• PROBLEM STATEMENT: Identify every line in the data below that contains the string "trousers", matching case exactly, and copy each of those lines.

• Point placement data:
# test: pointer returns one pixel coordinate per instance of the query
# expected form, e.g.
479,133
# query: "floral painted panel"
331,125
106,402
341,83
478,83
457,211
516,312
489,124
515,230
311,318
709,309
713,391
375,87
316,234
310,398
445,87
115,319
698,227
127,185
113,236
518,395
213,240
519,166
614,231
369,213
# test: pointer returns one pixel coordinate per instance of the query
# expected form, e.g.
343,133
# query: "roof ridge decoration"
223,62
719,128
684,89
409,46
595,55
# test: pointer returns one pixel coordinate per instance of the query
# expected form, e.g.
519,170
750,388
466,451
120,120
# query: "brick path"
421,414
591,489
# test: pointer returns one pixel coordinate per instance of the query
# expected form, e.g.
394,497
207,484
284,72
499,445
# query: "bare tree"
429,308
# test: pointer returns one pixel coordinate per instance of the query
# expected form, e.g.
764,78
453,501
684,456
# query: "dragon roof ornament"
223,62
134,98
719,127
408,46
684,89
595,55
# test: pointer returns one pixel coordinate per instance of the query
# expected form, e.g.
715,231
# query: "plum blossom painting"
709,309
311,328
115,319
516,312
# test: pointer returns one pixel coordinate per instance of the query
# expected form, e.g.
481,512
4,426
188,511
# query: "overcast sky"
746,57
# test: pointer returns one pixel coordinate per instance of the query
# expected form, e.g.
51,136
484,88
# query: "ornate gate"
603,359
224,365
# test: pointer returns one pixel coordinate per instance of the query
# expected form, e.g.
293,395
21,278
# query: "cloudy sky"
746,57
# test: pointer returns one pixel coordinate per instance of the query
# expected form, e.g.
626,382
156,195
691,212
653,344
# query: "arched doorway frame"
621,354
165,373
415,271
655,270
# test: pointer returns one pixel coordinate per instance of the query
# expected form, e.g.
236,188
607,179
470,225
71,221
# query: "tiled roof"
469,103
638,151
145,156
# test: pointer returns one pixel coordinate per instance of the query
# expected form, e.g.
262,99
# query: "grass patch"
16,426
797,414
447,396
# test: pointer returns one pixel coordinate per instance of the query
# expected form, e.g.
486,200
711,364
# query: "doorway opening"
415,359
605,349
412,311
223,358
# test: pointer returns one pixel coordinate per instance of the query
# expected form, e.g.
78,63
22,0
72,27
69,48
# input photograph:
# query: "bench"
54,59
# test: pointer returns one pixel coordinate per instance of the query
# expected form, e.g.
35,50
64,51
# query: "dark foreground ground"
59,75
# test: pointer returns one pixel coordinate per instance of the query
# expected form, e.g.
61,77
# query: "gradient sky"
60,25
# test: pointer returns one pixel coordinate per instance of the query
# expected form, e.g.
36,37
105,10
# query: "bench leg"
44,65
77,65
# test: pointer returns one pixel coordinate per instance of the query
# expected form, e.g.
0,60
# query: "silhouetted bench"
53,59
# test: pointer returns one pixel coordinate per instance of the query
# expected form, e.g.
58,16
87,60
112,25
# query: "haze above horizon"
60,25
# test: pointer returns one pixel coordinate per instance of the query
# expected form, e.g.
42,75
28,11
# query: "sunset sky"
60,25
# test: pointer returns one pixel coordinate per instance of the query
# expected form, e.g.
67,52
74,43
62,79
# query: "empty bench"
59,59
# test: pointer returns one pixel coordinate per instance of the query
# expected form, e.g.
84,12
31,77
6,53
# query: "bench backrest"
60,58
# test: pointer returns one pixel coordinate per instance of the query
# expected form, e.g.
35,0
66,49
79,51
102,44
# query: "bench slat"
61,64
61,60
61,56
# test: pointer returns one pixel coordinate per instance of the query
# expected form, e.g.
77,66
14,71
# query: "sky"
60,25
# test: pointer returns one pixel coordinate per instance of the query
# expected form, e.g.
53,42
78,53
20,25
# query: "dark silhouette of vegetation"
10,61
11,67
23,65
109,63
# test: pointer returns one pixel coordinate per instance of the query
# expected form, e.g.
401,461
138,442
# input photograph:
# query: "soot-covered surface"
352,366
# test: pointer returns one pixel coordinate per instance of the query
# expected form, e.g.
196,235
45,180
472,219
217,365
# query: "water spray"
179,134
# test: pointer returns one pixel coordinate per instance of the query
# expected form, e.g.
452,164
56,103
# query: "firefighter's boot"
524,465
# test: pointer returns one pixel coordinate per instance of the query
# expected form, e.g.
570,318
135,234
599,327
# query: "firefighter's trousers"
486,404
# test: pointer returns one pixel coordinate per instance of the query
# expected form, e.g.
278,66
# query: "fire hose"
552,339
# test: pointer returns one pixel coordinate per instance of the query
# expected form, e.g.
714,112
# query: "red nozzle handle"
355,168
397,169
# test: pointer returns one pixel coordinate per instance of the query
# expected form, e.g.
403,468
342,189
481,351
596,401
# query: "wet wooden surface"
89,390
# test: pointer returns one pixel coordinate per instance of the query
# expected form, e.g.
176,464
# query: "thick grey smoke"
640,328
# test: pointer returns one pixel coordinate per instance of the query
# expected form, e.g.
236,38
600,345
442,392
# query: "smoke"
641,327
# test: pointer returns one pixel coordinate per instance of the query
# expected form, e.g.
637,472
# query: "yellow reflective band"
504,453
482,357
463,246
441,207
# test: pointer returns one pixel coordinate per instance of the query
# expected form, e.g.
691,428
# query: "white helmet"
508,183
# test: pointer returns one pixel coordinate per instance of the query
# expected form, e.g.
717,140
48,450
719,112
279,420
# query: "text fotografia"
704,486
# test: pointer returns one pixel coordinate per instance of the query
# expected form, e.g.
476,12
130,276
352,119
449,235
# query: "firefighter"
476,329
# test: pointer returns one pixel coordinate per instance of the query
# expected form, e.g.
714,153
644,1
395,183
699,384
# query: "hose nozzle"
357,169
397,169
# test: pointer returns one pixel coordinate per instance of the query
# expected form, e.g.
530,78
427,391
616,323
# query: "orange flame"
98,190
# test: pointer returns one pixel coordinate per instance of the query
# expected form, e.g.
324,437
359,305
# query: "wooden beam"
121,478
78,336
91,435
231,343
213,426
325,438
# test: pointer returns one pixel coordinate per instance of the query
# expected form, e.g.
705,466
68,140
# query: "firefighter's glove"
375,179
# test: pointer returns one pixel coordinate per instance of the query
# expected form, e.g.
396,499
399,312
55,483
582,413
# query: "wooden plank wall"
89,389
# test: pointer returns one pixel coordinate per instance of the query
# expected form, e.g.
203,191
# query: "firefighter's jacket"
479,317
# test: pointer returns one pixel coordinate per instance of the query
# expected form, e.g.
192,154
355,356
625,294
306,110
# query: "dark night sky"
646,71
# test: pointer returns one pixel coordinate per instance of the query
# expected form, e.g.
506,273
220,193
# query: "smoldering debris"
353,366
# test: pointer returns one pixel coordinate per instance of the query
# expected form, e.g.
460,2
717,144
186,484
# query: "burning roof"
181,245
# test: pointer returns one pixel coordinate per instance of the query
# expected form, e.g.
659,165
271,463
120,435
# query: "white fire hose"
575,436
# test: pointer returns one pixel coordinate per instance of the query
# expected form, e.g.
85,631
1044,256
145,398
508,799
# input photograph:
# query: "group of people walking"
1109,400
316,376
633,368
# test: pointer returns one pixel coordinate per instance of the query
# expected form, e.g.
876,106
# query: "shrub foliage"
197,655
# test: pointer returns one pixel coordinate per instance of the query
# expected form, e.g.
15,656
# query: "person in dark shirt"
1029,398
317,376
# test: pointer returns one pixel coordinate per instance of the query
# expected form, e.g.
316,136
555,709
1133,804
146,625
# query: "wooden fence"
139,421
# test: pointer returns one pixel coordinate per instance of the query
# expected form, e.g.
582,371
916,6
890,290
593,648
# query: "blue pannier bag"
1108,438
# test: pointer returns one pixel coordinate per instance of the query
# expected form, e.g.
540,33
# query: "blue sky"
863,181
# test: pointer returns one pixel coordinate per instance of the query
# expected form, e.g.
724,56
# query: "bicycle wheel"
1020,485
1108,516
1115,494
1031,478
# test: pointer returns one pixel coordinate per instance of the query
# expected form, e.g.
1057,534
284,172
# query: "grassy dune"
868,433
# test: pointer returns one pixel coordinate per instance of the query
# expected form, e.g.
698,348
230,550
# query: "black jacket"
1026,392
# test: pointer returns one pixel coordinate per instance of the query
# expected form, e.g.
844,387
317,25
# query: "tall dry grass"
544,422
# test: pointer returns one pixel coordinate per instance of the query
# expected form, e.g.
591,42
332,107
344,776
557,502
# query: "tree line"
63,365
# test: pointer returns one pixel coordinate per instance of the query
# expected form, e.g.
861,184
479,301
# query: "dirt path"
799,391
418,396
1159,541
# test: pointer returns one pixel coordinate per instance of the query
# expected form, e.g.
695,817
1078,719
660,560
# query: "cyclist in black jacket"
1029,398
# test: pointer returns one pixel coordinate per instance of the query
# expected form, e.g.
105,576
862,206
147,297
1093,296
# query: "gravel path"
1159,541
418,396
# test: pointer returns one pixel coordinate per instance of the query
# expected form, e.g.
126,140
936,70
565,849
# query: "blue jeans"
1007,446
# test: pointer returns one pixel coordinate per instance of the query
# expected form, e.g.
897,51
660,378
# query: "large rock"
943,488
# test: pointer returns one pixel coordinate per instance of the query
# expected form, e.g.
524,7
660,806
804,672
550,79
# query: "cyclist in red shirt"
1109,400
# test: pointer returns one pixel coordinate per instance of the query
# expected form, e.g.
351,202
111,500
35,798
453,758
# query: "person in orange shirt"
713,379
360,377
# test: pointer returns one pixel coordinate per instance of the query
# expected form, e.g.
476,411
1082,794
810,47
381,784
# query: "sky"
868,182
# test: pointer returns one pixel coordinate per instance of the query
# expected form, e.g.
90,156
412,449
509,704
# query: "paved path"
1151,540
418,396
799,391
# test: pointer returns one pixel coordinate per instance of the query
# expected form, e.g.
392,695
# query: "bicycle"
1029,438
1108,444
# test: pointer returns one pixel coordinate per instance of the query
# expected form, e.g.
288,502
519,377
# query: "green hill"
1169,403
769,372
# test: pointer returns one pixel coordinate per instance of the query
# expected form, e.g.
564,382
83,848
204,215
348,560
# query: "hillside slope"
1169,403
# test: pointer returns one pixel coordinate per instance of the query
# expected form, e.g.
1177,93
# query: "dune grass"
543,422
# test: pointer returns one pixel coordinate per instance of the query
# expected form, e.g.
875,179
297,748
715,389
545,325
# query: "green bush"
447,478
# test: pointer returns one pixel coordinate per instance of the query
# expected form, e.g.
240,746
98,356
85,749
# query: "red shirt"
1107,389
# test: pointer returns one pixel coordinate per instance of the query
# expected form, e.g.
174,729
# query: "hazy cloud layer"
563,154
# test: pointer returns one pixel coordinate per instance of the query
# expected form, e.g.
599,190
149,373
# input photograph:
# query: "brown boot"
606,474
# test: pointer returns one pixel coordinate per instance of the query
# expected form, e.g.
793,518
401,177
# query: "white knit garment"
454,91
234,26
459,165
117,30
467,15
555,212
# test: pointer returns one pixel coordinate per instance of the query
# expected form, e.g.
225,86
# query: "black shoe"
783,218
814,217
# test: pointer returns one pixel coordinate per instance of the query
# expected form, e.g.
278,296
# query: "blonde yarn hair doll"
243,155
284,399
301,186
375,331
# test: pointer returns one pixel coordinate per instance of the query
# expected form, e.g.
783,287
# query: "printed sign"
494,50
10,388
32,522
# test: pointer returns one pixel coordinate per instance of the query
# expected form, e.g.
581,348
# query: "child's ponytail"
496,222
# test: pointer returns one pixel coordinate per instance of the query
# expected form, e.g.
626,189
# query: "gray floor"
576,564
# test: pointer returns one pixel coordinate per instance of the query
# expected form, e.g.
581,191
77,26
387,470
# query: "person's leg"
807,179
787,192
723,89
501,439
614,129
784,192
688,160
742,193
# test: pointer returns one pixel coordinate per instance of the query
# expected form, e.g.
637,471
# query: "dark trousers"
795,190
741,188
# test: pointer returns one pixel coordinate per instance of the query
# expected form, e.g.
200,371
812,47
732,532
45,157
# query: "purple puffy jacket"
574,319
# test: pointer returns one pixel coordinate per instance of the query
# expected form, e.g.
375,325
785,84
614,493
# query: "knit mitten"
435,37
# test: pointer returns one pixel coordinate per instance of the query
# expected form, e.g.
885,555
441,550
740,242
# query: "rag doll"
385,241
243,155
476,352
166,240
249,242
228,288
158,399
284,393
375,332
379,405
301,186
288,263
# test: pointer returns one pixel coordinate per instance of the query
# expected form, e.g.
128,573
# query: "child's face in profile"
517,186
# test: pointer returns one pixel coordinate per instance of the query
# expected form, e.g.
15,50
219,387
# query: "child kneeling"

• OUTPUT OF THE TASK:
# query: "firefighter's trousers"
# query: "dark trousers"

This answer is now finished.